WRITTEN INSTRUCTION: Return the complete listing that follows, with each line reproduced exactly.
****************************************
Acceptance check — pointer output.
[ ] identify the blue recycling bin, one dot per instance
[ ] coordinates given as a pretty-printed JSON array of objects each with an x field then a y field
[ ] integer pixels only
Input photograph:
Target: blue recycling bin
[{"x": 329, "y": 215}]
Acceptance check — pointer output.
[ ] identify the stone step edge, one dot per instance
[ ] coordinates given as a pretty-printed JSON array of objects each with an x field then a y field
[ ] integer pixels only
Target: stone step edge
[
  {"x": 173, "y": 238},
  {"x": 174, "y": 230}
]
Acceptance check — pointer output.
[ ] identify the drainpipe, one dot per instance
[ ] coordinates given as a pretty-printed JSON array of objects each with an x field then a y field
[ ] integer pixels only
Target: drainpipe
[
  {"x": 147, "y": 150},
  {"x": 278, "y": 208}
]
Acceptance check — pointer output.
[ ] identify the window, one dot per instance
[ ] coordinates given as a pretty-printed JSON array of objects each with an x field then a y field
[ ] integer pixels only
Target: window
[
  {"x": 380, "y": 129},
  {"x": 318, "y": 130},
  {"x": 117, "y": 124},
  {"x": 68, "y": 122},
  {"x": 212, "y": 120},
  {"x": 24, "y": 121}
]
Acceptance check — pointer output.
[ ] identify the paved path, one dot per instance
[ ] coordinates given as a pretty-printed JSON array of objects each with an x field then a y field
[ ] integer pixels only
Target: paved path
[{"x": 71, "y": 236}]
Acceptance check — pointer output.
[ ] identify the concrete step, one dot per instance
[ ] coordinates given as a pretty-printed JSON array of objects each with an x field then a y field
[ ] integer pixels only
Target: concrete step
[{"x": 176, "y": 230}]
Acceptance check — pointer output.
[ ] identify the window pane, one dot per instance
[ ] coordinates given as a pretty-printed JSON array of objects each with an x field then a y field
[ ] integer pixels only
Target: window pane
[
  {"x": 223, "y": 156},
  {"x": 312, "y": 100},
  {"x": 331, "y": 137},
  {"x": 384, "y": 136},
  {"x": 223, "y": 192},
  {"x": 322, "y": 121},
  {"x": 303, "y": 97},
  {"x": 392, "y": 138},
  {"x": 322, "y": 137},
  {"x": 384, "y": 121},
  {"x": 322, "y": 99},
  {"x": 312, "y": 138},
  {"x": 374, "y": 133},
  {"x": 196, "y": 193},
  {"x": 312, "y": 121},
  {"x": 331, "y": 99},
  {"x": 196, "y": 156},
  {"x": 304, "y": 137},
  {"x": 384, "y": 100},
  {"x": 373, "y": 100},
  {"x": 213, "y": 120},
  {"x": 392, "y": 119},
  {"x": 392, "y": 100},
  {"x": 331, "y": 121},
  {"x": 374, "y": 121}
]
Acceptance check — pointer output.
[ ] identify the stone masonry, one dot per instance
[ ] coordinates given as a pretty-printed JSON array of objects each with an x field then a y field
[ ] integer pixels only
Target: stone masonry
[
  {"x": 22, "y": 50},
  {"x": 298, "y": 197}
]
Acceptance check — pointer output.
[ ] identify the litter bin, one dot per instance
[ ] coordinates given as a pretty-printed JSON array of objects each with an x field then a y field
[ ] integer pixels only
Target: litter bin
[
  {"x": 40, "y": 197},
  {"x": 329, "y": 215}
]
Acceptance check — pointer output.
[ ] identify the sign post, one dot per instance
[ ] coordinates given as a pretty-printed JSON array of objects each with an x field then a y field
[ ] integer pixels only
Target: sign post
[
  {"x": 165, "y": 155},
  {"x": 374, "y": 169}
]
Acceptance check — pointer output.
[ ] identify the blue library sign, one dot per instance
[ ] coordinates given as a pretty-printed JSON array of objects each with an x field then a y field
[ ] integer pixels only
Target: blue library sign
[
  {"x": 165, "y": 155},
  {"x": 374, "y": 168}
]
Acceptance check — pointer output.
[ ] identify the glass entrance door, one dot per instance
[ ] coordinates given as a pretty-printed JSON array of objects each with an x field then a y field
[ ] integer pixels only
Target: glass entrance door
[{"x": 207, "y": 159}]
****************************************
THE COMPLETED TASK:
Acceptance check — pointer output.
[ ] identify the blue recycling bin, one dot per instance
[ ] coordinates given as a pretty-printed JSON array of objects each with an x field then a y field
[ ] integer pixels only
Input photograph:
Target: blue recycling bin
[{"x": 329, "y": 215}]
Acceptance check — pointer output.
[ ] identify the stone step edge, one dot per instance
[ ] coordinates given as a pretty-printed JSON array of objects each with an x field then a y field
[ ] integer pixels only
Target: stone step edge
[
  {"x": 173, "y": 238},
  {"x": 174, "y": 230}
]
Acceptance check — pointer output.
[ ] identify the drainpipe, one dot per instance
[ ] coordinates given as a pretty-printed JSON array of objects each with an x field then a y field
[ ] integer pixels only
Target: drainpipe
[
  {"x": 147, "y": 150},
  {"x": 278, "y": 208}
]
Acceptance check — pointer output.
[ ] identify the window, one dot per instance
[ ] coordinates given as a pretty-printed JSON array of objects each with an x field then a y field
[ ] integer pixels only
Target: window
[
  {"x": 380, "y": 129},
  {"x": 318, "y": 130},
  {"x": 117, "y": 124},
  {"x": 68, "y": 122},
  {"x": 212, "y": 120},
  {"x": 24, "y": 121}
]
Acceptance check — pointer output.
[ ] identify the paved path, one dot per instance
[ ] coordinates given as a pretty-printed JSON array of objects each with an x field then a y field
[ ] integer pixels only
Target: paved path
[{"x": 71, "y": 236}]
Acceptance check — pointer output.
[ ] identify the concrete step, one dot per instance
[ ] coordinates given as a pretty-printed JSON array of objects each with an x field then a y field
[ ] integer pixels only
Target: concrete step
[{"x": 176, "y": 230}]
Acceptance check — pointer output.
[ ] identify the window pane, one dot per instance
[ ] coordinates given as a pretty-printed JSON array of objects each with an x field then a y field
[ ] integer pixels only
Target: window pane
[
  {"x": 223, "y": 156},
  {"x": 312, "y": 100},
  {"x": 331, "y": 137},
  {"x": 384, "y": 136},
  {"x": 223, "y": 192},
  {"x": 322, "y": 121},
  {"x": 303, "y": 97},
  {"x": 392, "y": 138},
  {"x": 322, "y": 137},
  {"x": 384, "y": 121},
  {"x": 322, "y": 99},
  {"x": 312, "y": 138},
  {"x": 374, "y": 133},
  {"x": 196, "y": 193},
  {"x": 312, "y": 121},
  {"x": 331, "y": 99},
  {"x": 196, "y": 156},
  {"x": 304, "y": 137},
  {"x": 384, "y": 100},
  {"x": 373, "y": 100},
  {"x": 213, "y": 120},
  {"x": 392, "y": 119},
  {"x": 392, "y": 100},
  {"x": 331, "y": 121},
  {"x": 374, "y": 121}
]
Acceptance check — pointer output.
[ ] identify the stone masonry, one dot per instance
[ ] coordinates given as a pretty-printed JSON array of objects each with an x field then a y field
[ ] integer pixels only
Target: stone masonry
[
  {"x": 22, "y": 50},
  {"x": 298, "y": 197}
]
Acceptance check — pointer output.
[ ] identify the litter bin, one dot per instance
[ ] coordinates given as a pretty-printed JSON array of objects each with an x field then a y field
[ ] integer pixels only
Target: litter bin
[
  {"x": 40, "y": 197},
  {"x": 329, "y": 215}
]
Acceptance check — pointer output.
[ ] identify the sign post, one dot per instance
[ ] coordinates given as a pretty-printed JSON array of objects each with an x field then a y field
[ ] integer pixels only
Target: sign post
[
  {"x": 165, "y": 155},
  {"x": 374, "y": 169}
]
Acceptance check — pointer output.
[ ] identify the blue library sign, one dot per instance
[ ] coordinates given as a pretty-printed JSON array of objects each with an x field then a y field
[ ] integer pixels only
Target: blue library sign
[
  {"x": 165, "y": 155},
  {"x": 374, "y": 168}
]
Acceptance check — pointer output.
[ ] identify the glass entrance door, one dot per instance
[ ] coordinates given as a pretty-printed JSON array of objects each with an x field then a y field
[ ] integer pixels only
Target: glass entrance door
[{"x": 207, "y": 159}]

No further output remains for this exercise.